*Task directions:* Reproduce the material below, word for word, starting at the line that contains "Could you point out every instance of the front door" and continuing through the final line of the material.

*Exercise input:*

/---

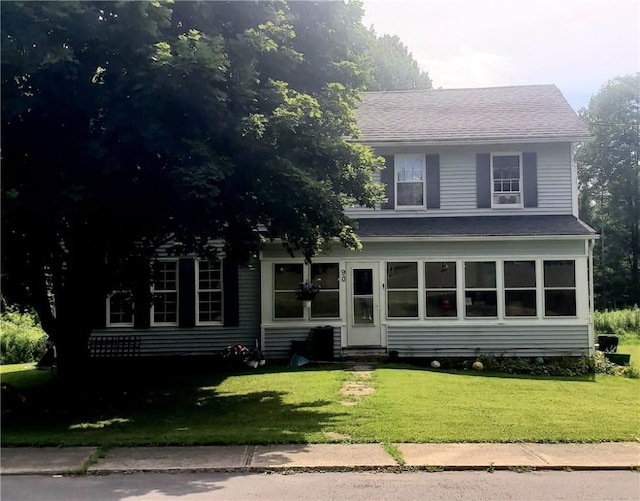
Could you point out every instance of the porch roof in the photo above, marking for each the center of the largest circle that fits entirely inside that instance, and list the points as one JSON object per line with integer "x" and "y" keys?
{"x": 473, "y": 226}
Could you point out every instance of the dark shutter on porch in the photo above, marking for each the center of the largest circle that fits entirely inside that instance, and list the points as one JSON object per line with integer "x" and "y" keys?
{"x": 433, "y": 181}
{"x": 186, "y": 293}
{"x": 530, "y": 179}
{"x": 99, "y": 313}
{"x": 230, "y": 292}
{"x": 483, "y": 180}
{"x": 142, "y": 295}
{"x": 388, "y": 178}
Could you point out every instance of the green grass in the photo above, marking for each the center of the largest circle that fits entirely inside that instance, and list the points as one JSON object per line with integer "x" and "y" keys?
{"x": 623, "y": 323}
{"x": 283, "y": 405}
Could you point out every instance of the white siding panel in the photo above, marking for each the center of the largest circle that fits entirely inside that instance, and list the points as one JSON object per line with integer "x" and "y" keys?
{"x": 457, "y": 341}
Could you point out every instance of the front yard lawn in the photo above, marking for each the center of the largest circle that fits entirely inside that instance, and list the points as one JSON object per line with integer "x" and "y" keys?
{"x": 283, "y": 405}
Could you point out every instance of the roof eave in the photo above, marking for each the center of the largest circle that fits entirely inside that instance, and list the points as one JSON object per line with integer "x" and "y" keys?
{"x": 471, "y": 141}
{"x": 467, "y": 238}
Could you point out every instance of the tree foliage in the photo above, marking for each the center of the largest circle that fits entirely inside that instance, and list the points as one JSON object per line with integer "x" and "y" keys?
{"x": 609, "y": 178}
{"x": 393, "y": 67}
{"x": 127, "y": 125}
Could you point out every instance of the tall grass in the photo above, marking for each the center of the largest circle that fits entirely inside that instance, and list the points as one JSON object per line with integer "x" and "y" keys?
{"x": 21, "y": 338}
{"x": 622, "y": 323}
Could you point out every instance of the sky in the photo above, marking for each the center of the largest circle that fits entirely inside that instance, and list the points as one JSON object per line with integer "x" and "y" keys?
{"x": 577, "y": 45}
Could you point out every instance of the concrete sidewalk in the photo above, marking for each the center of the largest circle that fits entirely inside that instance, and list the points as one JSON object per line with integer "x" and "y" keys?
{"x": 50, "y": 461}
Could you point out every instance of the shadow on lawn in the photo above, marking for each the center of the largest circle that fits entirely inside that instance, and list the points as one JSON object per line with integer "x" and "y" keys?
{"x": 587, "y": 378}
{"x": 163, "y": 406}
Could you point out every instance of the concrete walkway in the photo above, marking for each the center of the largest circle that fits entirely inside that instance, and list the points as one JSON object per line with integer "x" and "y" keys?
{"x": 520, "y": 457}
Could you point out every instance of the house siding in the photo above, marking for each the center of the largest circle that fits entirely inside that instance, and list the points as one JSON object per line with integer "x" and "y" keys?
{"x": 204, "y": 339}
{"x": 454, "y": 341}
{"x": 458, "y": 180}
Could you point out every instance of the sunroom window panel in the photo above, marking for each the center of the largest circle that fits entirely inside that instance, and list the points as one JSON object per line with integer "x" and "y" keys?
{"x": 327, "y": 302}
{"x": 287, "y": 279}
{"x": 478, "y": 275}
{"x": 121, "y": 308}
{"x": 402, "y": 290}
{"x": 440, "y": 282}
{"x": 520, "y": 274}
{"x": 326, "y": 305}
{"x": 520, "y": 303}
{"x": 560, "y": 288}
{"x": 442, "y": 304}
{"x": 287, "y": 305}
{"x": 481, "y": 296}
{"x": 481, "y": 303}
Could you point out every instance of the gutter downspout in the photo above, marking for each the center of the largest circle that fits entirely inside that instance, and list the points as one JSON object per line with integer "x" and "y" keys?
{"x": 591, "y": 328}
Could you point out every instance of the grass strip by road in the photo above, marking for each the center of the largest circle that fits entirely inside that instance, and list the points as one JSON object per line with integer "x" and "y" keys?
{"x": 284, "y": 405}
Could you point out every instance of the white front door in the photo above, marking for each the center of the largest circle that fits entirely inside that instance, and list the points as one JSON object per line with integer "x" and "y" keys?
{"x": 363, "y": 305}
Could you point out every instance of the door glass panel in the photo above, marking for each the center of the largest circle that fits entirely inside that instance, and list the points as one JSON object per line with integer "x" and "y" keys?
{"x": 362, "y": 282}
{"x": 363, "y": 310}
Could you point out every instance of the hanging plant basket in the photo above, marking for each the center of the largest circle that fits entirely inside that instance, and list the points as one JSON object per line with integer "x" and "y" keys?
{"x": 307, "y": 291}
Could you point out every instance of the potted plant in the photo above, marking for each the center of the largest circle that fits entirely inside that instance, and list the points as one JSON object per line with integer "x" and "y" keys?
{"x": 307, "y": 291}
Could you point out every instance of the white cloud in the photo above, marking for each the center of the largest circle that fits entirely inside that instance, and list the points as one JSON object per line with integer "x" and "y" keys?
{"x": 470, "y": 68}
{"x": 576, "y": 44}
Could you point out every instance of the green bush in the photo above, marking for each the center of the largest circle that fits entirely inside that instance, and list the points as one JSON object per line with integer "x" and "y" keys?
{"x": 21, "y": 338}
{"x": 622, "y": 323}
{"x": 557, "y": 366}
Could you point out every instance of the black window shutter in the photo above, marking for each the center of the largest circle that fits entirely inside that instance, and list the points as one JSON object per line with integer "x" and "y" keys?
{"x": 433, "y": 181}
{"x": 99, "y": 317}
{"x": 230, "y": 291}
{"x": 142, "y": 296}
{"x": 388, "y": 178}
{"x": 186, "y": 292}
{"x": 530, "y": 179}
{"x": 483, "y": 180}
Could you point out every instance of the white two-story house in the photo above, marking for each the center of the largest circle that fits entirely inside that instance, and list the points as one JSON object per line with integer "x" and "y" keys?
{"x": 479, "y": 248}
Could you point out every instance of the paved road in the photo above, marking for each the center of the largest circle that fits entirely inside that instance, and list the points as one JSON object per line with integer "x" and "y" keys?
{"x": 476, "y": 486}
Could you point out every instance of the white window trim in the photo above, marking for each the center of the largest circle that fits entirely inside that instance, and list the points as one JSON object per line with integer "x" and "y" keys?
{"x": 307, "y": 270}
{"x": 519, "y": 205}
{"x": 497, "y": 288}
{"x": 198, "y": 291}
{"x": 417, "y": 289}
{"x": 422, "y": 159}
{"x": 448, "y": 289}
{"x": 274, "y": 291}
{"x": 534, "y": 288}
{"x": 108, "y": 322}
{"x": 545, "y": 289}
{"x": 152, "y": 321}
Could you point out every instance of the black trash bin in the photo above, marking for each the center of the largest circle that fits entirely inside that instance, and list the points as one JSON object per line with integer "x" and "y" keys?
{"x": 321, "y": 343}
{"x": 608, "y": 343}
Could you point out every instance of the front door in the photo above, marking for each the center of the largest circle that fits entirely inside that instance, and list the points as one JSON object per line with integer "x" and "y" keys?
{"x": 363, "y": 308}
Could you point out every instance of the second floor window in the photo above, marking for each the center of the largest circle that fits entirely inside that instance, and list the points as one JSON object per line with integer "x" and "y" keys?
{"x": 506, "y": 174}
{"x": 165, "y": 293}
{"x": 410, "y": 181}
{"x": 209, "y": 291}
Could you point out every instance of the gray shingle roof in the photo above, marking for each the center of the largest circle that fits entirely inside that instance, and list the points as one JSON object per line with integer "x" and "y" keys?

\---

*Task response:*
Could you point out every instance of the front door in the photo above, marking for each the center of the largest circle that fits entirely inside that instance, and list the points as one JSON object per line with integer "x" and "y" keys?
{"x": 363, "y": 308}
Could you point out every instance of the second floor window in the photo above, marking for each the center of the largest circle that fits entirely inside that instance, and list the points as one JSON object per line with integer "x" and "y" keys?
{"x": 506, "y": 174}
{"x": 165, "y": 293}
{"x": 410, "y": 181}
{"x": 209, "y": 291}
Could you point out every instance of the gray shingle roof in the photo above, marking for each the center of the largest circle that fits entirely inside that instance, and list the points as one JSON object per line with integer "x" and "y" keys?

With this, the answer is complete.